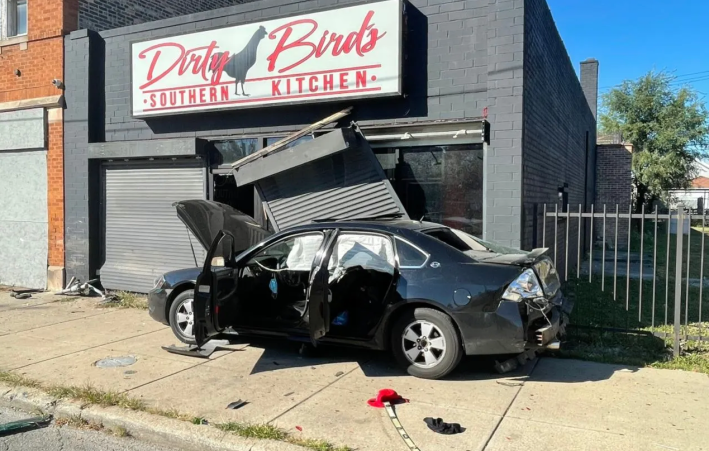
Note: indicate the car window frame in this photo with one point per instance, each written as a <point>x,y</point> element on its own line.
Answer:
<point>243,260</point>
<point>396,252</point>
<point>391,238</point>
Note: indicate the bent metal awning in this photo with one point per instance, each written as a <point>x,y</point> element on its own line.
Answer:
<point>335,175</point>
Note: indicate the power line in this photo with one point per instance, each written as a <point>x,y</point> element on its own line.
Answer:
<point>674,81</point>
<point>675,77</point>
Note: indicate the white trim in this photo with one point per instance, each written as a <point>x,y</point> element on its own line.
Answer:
<point>5,39</point>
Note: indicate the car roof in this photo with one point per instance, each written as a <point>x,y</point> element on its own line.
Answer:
<point>381,225</point>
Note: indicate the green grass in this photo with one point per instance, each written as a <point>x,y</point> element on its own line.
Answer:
▬▬▬▬▬▬▬▬▬▬
● PROBLEM STATEMENT
Leaving out the pictures, return the records exactly as given.

● SOLUTION TO THIS TASK
Note: indicate the car window frame in this photo with one point per instance, each written as a <point>x,y</point> element on its own line.
Answer:
<point>243,260</point>
<point>396,252</point>
<point>391,238</point>
Note: indicate the bent metal awning in this photo with one point per instance, each written as a <point>x,y</point> element on its own line.
Answer:
<point>335,175</point>
Note: indicate the power line in this photo with one point per instance, each written as a <point>x,y</point> element on its own line.
Answer:
<point>674,81</point>
<point>675,77</point>
Note: indicate the white trim in this photo with one point per instance, each written as a <point>x,y</point> element on its own line.
Answer:
<point>5,39</point>
Note: indicate the car roof in this photo with one point per instance, each written as a <point>x,y</point> element on its own line.
Answer:
<point>381,225</point>
Note: indicate the green grass in this photo with one point per instance, each written as a <point>x,y</point> element on its own line.
Answer:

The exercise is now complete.